Could you report every line from the entries that includes the word "river"?

**Data records:**
=== Section Start ===
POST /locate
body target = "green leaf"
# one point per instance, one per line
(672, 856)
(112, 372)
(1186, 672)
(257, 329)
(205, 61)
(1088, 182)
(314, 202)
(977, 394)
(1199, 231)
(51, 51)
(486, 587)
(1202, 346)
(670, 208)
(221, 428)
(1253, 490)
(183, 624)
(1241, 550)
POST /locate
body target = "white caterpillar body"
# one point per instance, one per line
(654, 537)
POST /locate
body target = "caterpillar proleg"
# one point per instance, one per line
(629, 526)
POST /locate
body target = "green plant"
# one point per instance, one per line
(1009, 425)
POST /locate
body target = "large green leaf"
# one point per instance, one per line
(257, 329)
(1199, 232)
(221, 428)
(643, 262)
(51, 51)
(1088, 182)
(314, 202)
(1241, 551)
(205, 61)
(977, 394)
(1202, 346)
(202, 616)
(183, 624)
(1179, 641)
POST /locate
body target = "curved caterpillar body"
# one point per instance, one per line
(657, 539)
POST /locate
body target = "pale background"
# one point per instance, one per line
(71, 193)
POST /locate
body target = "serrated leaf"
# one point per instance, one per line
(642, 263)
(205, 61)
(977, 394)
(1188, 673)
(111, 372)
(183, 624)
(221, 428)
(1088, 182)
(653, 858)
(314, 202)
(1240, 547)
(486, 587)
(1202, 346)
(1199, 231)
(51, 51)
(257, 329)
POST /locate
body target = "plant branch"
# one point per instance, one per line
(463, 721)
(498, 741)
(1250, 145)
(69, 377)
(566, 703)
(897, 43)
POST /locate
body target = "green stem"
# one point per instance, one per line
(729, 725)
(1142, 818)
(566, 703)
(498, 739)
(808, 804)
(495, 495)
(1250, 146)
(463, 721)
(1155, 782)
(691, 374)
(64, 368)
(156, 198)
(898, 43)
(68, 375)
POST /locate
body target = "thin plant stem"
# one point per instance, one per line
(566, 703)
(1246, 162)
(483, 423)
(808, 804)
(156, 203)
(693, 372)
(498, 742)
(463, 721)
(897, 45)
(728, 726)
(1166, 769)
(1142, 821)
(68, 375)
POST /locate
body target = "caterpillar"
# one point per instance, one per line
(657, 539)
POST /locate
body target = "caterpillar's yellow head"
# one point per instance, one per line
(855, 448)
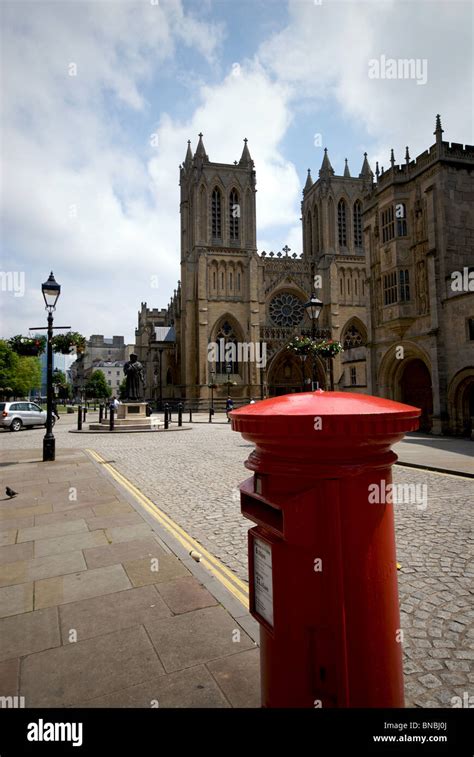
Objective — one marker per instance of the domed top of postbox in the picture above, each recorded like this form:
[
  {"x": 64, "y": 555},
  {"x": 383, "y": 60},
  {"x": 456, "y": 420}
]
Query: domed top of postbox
[{"x": 299, "y": 416}]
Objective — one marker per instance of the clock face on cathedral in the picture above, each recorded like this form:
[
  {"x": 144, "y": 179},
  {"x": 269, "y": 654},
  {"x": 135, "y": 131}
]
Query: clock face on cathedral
[{"x": 286, "y": 310}]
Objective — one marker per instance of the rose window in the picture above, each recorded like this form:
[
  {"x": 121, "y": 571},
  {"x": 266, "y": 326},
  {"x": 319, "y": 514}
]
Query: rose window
[{"x": 286, "y": 310}]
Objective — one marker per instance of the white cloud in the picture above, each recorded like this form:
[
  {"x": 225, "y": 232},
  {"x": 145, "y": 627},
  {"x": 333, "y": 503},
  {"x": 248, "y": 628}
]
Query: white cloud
[
  {"x": 329, "y": 48},
  {"x": 77, "y": 194}
]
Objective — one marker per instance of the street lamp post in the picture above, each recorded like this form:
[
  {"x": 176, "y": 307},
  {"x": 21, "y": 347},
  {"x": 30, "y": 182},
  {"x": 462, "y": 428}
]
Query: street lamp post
[
  {"x": 160, "y": 350},
  {"x": 213, "y": 373},
  {"x": 313, "y": 308},
  {"x": 51, "y": 291}
]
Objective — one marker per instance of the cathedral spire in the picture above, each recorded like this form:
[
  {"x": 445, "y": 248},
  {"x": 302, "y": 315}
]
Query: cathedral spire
[
  {"x": 366, "y": 171},
  {"x": 326, "y": 167},
  {"x": 438, "y": 132},
  {"x": 200, "y": 150},
  {"x": 245, "y": 158}
]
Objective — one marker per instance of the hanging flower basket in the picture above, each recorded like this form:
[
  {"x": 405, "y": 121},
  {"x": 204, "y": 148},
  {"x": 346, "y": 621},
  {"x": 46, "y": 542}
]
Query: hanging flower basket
[
  {"x": 329, "y": 348},
  {"x": 28, "y": 346},
  {"x": 304, "y": 345},
  {"x": 67, "y": 343}
]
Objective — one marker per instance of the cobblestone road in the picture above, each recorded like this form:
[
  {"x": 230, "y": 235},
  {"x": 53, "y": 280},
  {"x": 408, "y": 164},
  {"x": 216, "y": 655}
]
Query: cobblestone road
[{"x": 193, "y": 476}]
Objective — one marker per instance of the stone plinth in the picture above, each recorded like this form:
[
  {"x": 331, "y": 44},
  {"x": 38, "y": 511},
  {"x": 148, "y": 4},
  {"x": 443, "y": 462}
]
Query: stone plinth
[
  {"x": 131, "y": 411},
  {"x": 130, "y": 416}
]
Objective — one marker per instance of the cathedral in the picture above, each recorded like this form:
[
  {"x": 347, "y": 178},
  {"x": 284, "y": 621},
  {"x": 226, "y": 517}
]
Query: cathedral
[{"x": 389, "y": 254}]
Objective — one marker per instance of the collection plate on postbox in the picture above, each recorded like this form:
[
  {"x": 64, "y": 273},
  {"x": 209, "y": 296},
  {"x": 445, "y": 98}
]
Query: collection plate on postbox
[{"x": 263, "y": 579}]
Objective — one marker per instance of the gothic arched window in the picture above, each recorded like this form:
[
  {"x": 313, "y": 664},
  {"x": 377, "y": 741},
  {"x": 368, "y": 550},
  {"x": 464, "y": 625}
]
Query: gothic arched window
[
  {"x": 227, "y": 355},
  {"x": 353, "y": 338},
  {"x": 216, "y": 214},
  {"x": 309, "y": 234},
  {"x": 342, "y": 223},
  {"x": 316, "y": 230},
  {"x": 234, "y": 215},
  {"x": 331, "y": 222},
  {"x": 203, "y": 215},
  {"x": 357, "y": 224},
  {"x": 401, "y": 216}
]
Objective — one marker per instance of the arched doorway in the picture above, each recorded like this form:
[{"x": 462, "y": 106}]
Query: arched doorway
[
  {"x": 285, "y": 374},
  {"x": 461, "y": 402},
  {"x": 415, "y": 389}
]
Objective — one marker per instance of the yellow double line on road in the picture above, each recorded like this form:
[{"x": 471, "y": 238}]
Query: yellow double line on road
[{"x": 235, "y": 585}]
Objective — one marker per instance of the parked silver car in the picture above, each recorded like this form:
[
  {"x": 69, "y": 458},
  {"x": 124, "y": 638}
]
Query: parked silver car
[{"x": 16, "y": 415}]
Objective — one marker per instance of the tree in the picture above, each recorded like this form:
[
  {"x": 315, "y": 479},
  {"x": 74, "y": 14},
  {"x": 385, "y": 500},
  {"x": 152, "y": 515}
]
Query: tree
[
  {"x": 17, "y": 373},
  {"x": 8, "y": 364},
  {"x": 96, "y": 387}
]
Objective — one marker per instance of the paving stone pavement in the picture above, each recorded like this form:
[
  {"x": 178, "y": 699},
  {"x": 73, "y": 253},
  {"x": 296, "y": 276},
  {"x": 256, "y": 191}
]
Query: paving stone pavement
[
  {"x": 102, "y": 614},
  {"x": 194, "y": 477}
]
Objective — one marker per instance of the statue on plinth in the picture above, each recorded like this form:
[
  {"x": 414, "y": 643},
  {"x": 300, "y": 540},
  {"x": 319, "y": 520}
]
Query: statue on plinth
[{"x": 135, "y": 379}]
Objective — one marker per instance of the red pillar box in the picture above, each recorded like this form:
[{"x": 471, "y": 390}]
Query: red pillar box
[{"x": 322, "y": 565}]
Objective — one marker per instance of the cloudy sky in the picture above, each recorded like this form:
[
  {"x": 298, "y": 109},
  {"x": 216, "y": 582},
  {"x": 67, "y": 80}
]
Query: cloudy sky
[{"x": 99, "y": 99}]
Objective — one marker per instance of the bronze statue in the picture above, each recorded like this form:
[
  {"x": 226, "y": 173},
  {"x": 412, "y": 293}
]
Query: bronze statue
[{"x": 135, "y": 379}]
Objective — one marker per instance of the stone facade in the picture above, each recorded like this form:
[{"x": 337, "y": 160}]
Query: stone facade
[
  {"x": 381, "y": 252},
  {"x": 419, "y": 237},
  {"x": 99, "y": 349}
]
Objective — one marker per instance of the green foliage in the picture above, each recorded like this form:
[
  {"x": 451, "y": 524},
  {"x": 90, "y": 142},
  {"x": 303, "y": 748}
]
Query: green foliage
[
  {"x": 304, "y": 345},
  {"x": 97, "y": 386},
  {"x": 26, "y": 345},
  {"x": 65, "y": 343},
  {"x": 59, "y": 377}
]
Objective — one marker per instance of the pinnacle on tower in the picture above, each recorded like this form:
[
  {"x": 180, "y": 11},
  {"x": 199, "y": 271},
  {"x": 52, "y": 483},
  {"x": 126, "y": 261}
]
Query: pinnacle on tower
[
  {"x": 366, "y": 171},
  {"x": 438, "y": 132},
  {"x": 326, "y": 167},
  {"x": 309, "y": 181},
  {"x": 245, "y": 158},
  {"x": 200, "y": 149},
  {"x": 189, "y": 155}
]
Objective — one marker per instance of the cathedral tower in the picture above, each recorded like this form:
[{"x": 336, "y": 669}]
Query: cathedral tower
[{"x": 219, "y": 268}]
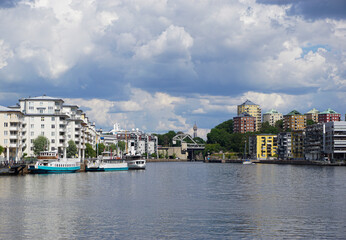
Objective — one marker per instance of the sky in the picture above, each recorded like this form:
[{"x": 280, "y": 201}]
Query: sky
[{"x": 161, "y": 65}]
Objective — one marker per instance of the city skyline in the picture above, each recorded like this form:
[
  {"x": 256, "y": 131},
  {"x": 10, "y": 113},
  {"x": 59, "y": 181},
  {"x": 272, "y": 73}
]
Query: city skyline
[{"x": 164, "y": 65}]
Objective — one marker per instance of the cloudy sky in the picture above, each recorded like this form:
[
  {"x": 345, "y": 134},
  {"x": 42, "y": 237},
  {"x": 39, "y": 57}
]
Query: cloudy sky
[{"x": 162, "y": 65}]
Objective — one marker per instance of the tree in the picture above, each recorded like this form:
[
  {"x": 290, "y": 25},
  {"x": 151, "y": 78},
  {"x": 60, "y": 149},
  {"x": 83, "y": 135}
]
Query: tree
[
  {"x": 71, "y": 149},
  {"x": 41, "y": 143},
  {"x": 89, "y": 151}
]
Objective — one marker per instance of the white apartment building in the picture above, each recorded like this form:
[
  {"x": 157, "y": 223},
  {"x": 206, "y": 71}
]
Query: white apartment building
[
  {"x": 272, "y": 116},
  {"x": 11, "y": 134},
  {"x": 49, "y": 117}
]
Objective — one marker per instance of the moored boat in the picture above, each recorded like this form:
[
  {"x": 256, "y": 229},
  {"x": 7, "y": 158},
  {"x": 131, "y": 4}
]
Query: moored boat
[
  {"x": 106, "y": 163},
  {"x": 136, "y": 162},
  {"x": 49, "y": 162}
]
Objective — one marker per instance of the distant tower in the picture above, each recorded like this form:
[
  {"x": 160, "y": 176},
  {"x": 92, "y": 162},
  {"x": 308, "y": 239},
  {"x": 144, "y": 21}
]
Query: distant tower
[{"x": 194, "y": 130}]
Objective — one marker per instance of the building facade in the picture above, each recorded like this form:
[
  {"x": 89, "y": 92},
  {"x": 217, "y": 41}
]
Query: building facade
[
  {"x": 312, "y": 115},
  {"x": 244, "y": 123},
  {"x": 285, "y": 146},
  {"x": 263, "y": 146},
  {"x": 335, "y": 141},
  {"x": 329, "y": 116},
  {"x": 314, "y": 142},
  {"x": 298, "y": 138},
  {"x": 51, "y": 118},
  {"x": 252, "y": 109},
  {"x": 294, "y": 121},
  {"x": 272, "y": 117}
]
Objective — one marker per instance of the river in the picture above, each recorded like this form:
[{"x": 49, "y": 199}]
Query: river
=== Section End ===
**Result of the task:**
Objective — one marker per instance of the river in the picture above, each recorded like this form:
Query: river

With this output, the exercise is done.